### Written task A:
Rewrite the records starting with the line that contains "of the large" and going on through the end of the records, replacing "large glass window" with "wide glass pane" and leaving everything else unchanged. Please leave the pictures out of your answer.

Below, we outline the specifications for the Actor and Critic networks. Both are constructed using Dense models with ReLU activation functions.

For the Actor network's last layer, it's essential to initialize weights within the range of -0.003 to 0.003. This prevents the model from generating initial output values of 1 or -1, which could lead to gradient saturation issues when using the tanh activation function.

In [None]:
def get_actor():
    # Initialize weights between -3e-3 and 3-e3
    last_init = keras.initializers.RandomUniform(minval=-0.003, maxval=0.003)

    inputs = layers.Input(shape=(num_states,))
    out = layers.Dense(256, activation="relu")(inputs)
    out = layers.Dense(256, activation="relu")(out)
    outputs = layers.Dense(1, activation="tanh", kernel_initializer=last_init)(out)

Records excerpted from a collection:
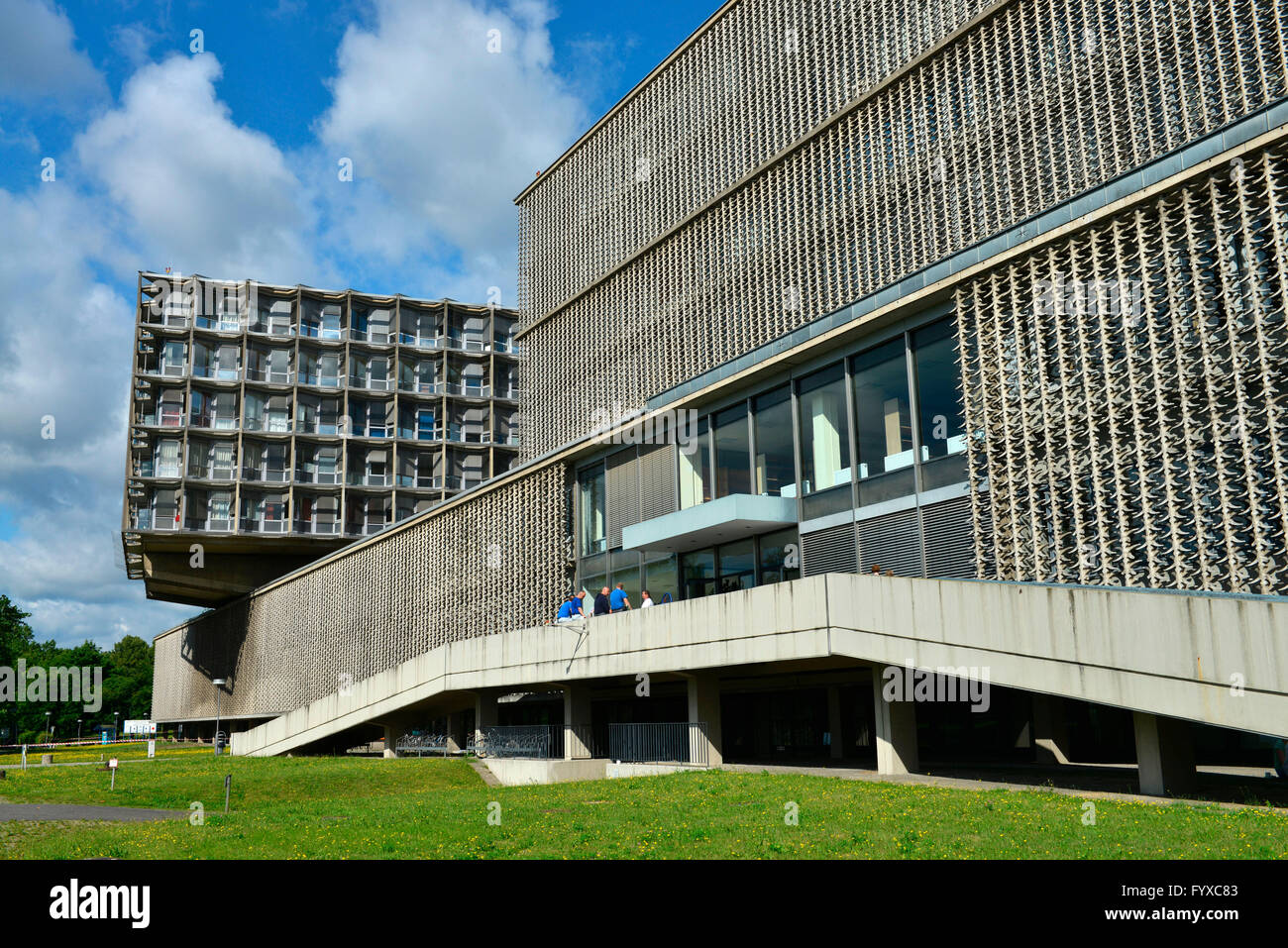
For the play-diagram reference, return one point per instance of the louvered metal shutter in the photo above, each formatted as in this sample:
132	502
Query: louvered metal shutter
828	550
658	481
949	539
893	543
622	489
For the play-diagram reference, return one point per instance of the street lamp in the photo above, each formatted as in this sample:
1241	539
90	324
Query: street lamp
218	683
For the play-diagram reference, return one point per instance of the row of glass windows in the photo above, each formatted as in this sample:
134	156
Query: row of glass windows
894	410
743	565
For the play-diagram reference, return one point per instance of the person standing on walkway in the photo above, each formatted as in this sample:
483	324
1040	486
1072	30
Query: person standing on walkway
601	605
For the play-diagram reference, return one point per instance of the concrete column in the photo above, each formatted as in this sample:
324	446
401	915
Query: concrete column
1050	729
1164	755
576	712
391	733
897	729
704	707
485	712
833	721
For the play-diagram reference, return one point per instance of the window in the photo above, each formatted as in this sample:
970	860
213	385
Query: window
696	469
780	557
824	430
940	428
591	511
884	421
167	459
737	566
776	466
660	579
733	447
698	574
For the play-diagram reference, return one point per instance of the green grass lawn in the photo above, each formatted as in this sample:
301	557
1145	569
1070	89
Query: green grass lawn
322	807
97	753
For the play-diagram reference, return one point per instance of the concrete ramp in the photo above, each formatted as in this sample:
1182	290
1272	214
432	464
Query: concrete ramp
1218	660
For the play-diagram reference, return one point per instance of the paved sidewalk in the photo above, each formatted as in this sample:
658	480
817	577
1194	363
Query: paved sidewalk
978	781
120	814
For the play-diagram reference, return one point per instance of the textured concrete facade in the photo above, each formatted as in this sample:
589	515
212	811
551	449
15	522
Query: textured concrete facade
492	562
1127	393
1035	102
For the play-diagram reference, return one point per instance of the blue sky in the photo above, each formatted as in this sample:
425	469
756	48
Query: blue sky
223	161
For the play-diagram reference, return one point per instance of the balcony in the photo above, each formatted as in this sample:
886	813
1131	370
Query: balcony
250	524
421	342
210	473
469	389
318	476
217	423
219	324
265	474
210	524
269	376
360	479
420	481
273	425
330	380
420	433
372	384
215	372
317	528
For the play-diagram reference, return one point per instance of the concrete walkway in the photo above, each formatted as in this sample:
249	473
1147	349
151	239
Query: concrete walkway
50	811
1029	781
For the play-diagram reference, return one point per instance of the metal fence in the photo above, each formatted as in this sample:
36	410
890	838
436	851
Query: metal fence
657	743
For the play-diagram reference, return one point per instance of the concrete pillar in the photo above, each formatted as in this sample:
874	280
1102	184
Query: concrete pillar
1164	755
833	721
704	707
897	729
455	723
1050	729
578	721
391	733
485	712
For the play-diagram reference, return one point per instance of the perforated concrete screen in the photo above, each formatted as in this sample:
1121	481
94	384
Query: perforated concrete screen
493	563
1126	393
1039	102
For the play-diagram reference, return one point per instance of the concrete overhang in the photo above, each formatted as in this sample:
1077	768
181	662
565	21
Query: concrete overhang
722	520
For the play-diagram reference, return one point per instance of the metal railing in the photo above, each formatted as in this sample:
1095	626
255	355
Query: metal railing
658	743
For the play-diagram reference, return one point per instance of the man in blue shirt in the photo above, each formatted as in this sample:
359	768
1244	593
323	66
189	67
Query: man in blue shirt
618	601
571	609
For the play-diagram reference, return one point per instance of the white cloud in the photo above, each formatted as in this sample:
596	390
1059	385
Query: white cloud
39	60
442	132
202	193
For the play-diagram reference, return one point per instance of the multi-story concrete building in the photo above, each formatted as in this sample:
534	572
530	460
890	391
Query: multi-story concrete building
270	425
986	298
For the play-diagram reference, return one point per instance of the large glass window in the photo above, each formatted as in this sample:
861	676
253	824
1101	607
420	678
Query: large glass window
660	579
696	469
733	447
591	511
884	421
824	430
698	574
941	429
737	566
780	557
776	466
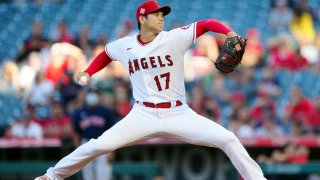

### Written task B:
Write the next part of the passage on the Actor and Critic networks, picking up after its last line.

### Reply A:
For the play-diagram reference, return one point per instance of the wide glass pane in the photo above, each formatted as in this sample:
861	676
253	824
1101	607
420	678
Query: wide glass pane
660	579
696	469
733	447
591	511
884	421
824	430
698	574
941	429
737	566
780	557
776	466

### Reply B:
    # Our upper bound is 2.0 for Pendulum.
    outputs = outputs * upper_bound
    model = keras.Model(inputs, outputs)
    return model
def get_critic():
    # State as input
    state_input = layers.Input(shape=(num_states,))
    state_out = layers.Dense(16, activation="relu")(state_input)
    state_out = layers.Dense(32, activation="relu")(state_out)

    # Action as input
    action_input = layers.Input(shape=(num_actions,))
    action_out = layers.Dense(32, activation="relu")(action_input)

    # Both are passed through seperate layer before concatenating
    concat = layers.Concatenate()([state_out, action_out])

    out = layers.Dense(256, activation="relu")(concat)
    out = layers.Dense(256, activation="relu")(out)
    outputs = layers.Dense(1)(out)

    # Outputs single value for give state-action
    model = keras.Model([state_input, action_input], outputs)

    return model

`policy()` returns an action sampled from our Actor network plus some noise for
exploration.

In [13]:
def policy(state, noise_object):
    sampled_actions = keras.ops.squeeze(actor_model(state))
    noise = noise_object()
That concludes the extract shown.